(Instructions for the task) How many lines in the entries below contain the string "brown"? Reply with the number only.

(Excerpted data)
——
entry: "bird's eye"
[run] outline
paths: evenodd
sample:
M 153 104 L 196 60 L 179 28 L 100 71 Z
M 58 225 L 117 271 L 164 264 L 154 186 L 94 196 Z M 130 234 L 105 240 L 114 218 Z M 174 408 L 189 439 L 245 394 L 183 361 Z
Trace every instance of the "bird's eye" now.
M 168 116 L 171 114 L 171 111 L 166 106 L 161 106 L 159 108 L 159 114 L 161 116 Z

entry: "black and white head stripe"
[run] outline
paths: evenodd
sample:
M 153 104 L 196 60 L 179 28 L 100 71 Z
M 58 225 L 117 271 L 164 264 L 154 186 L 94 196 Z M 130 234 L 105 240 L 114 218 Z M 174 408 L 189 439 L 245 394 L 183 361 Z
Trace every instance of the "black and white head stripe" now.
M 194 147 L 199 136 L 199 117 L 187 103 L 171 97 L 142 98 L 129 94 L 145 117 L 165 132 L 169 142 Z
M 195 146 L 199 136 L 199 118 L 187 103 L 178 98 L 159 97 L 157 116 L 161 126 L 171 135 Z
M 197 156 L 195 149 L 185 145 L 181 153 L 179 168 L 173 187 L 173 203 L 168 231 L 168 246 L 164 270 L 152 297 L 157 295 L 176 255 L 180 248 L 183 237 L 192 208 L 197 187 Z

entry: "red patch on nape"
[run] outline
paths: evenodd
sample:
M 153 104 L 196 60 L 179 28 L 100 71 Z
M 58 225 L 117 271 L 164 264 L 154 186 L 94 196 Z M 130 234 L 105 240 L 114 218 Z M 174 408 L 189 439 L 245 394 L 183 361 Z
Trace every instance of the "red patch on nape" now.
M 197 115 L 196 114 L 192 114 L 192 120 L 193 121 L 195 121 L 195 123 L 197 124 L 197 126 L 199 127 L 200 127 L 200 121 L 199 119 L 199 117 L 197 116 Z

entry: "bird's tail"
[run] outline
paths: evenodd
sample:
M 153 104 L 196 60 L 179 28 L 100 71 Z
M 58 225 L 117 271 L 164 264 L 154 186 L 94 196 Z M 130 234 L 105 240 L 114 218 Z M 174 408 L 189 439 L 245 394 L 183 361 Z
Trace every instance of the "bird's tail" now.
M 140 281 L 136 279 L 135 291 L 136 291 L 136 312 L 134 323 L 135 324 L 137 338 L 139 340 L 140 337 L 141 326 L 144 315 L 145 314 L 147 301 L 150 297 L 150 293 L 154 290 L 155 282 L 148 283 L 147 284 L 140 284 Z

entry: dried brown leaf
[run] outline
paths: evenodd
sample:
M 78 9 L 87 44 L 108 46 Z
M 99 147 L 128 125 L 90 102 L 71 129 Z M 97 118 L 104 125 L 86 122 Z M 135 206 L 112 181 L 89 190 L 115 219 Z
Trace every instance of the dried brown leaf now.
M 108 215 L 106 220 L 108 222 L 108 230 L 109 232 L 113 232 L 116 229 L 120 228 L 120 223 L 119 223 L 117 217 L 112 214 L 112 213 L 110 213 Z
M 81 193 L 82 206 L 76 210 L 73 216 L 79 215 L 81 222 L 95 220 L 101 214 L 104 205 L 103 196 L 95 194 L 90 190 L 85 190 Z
——
(Written reply) 2